→ TASK OBJECTIVE:
Retype every line of the records that follow, with no changes.
:: RECORDS SHOWN ::
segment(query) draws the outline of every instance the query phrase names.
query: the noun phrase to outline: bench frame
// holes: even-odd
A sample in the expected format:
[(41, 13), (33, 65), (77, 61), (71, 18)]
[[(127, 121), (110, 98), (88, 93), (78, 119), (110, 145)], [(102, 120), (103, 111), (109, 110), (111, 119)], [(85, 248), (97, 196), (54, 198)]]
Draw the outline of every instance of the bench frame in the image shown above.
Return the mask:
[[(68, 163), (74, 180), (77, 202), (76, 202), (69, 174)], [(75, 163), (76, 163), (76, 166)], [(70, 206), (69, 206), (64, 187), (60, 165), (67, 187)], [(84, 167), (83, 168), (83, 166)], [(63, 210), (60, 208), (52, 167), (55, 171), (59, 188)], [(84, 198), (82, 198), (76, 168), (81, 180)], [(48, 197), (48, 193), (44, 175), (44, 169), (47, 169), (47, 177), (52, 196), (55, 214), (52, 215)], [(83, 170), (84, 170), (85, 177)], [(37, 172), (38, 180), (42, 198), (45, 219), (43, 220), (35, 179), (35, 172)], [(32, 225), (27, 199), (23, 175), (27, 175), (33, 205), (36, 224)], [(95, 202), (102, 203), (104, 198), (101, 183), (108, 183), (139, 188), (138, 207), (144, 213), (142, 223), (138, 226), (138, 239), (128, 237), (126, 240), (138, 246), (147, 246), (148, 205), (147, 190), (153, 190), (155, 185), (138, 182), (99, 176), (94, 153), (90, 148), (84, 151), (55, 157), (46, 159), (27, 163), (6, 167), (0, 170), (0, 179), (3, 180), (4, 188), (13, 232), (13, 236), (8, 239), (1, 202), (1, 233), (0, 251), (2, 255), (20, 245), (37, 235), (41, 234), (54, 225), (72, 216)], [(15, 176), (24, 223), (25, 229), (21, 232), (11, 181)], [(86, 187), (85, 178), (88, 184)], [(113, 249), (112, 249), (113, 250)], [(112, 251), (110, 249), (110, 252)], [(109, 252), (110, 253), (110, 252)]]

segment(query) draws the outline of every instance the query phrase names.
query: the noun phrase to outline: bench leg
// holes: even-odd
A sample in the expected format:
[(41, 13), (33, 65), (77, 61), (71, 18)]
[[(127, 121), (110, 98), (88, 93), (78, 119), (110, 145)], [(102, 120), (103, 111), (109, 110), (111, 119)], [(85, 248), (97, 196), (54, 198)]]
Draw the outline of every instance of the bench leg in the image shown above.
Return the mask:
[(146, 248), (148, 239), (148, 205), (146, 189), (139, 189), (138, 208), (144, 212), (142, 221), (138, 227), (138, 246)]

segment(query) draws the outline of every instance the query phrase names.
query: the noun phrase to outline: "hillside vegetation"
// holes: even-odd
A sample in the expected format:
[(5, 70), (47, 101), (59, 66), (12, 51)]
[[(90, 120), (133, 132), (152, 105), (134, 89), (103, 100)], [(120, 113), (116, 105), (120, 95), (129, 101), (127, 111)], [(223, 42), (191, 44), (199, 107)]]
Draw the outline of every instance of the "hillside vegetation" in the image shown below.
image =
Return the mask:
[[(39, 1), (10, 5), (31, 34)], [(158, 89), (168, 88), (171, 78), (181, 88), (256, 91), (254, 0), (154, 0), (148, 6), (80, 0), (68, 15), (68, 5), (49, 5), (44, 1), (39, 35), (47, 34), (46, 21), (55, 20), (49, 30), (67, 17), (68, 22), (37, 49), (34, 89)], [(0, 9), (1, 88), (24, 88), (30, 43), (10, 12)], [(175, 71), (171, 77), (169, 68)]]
:::
→ RESULT BELOW:
segment(query) draws the outline of every instance the query phrase names.
query: the noun phrase to outline: bench frame
// holes: even-odd
A sample in the expected format:
[(41, 13), (33, 65), (77, 61), (71, 18)]
[[(127, 121), (110, 98), (88, 93), (78, 119), (110, 145)], [(102, 120), (103, 111), (109, 110), (111, 119)], [(85, 248), (97, 196), (54, 198)]]
Draw the outline of every instance of the bench frame in the image shown above.
Return the mask:
[[(68, 163), (74, 180), (77, 202), (76, 202), (69, 174)], [(75, 163), (76, 163), (76, 166)], [(70, 206), (69, 206), (64, 187), (60, 165), (67, 187)], [(84, 167), (83, 168), (83, 166)], [(63, 210), (60, 208), (52, 167), (55, 171), (59, 188)], [(84, 198), (82, 198), (76, 168), (81, 180)], [(48, 197), (48, 193), (44, 175), (44, 169), (47, 169), (47, 177), (52, 196), (55, 214), (52, 215)], [(83, 170), (84, 170), (85, 177)], [(37, 172), (38, 180), (42, 198), (45, 219), (43, 220), (35, 179), (35, 172)], [(32, 225), (27, 199), (23, 175), (27, 175), (33, 205), (36, 224)], [(95, 202), (102, 203), (104, 198), (101, 183), (108, 183), (139, 188), (138, 207), (144, 213), (142, 223), (138, 226), (138, 239), (128, 237), (126, 240), (138, 246), (147, 246), (148, 205), (147, 190), (153, 190), (155, 185), (138, 182), (99, 176), (94, 153), (90, 148), (84, 151), (55, 157), (46, 159), (27, 163), (6, 167), (0, 170), (0, 179), (3, 180), (4, 188), (13, 232), (13, 236), (8, 239), (1, 202), (1, 233), (0, 251), (2, 255), (20, 245), (37, 235), (41, 234), (54, 225), (72, 216)], [(15, 176), (24, 223), (25, 229), (21, 232), (11, 181)], [(86, 187), (85, 178), (88, 184)], [(113, 249), (112, 249), (113, 250)], [(112, 251), (110, 249), (110, 252)], [(109, 252), (110, 253), (110, 252)]]

segment(query) draws the outline of every instance the query phrase names.
query: the noun phrase to outline: bench leg
// holes: even-odd
A sample in the expected format:
[(41, 13), (33, 65), (77, 61), (71, 18)]
[[(127, 121), (110, 98), (88, 93), (78, 119), (110, 145)], [(102, 120), (103, 111), (109, 110), (111, 119)], [(85, 248), (97, 196), (54, 198)]]
Draw the outline of every instance of the bench leg in the image shown above.
Return the mask:
[(146, 248), (148, 239), (148, 205), (146, 189), (139, 189), (138, 208), (144, 212), (142, 221), (138, 227), (138, 246)]

segment(query) draws the outline of every instance the query phrase names.
query: the noun phrase to outline: "hillside vegetation"
// holes: even-odd
A sample in the expected format:
[(5, 70), (47, 101), (59, 66), (12, 51)]
[[(90, 120), (133, 132), (152, 105), (134, 89), (103, 100)], [(120, 113), (116, 105), (120, 95), (129, 101), (127, 111)], [(223, 42), (191, 44), (199, 107)]]
Draw the outline of every instance of the "hillside vegetation" in the image shown below.
image =
Return the mask:
[[(39, 1), (10, 5), (31, 34)], [(158, 89), (168, 88), (171, 78), (181, 88), (256, 91), (254, 0), (154, 0), (148, 6), (80, 0), (68, 15), (68, 5), (49, 5), (44, 1), (39, 35), (47, 34), (46, 21), (55, 20), (49, 30), (67, 17), (68, 22), (37, 49), (34, 89)], [(0, 9), (1, 88), (24, 88), (30, 43), (10, 12)], [(175, 71), (171, 77), (169, 68)]]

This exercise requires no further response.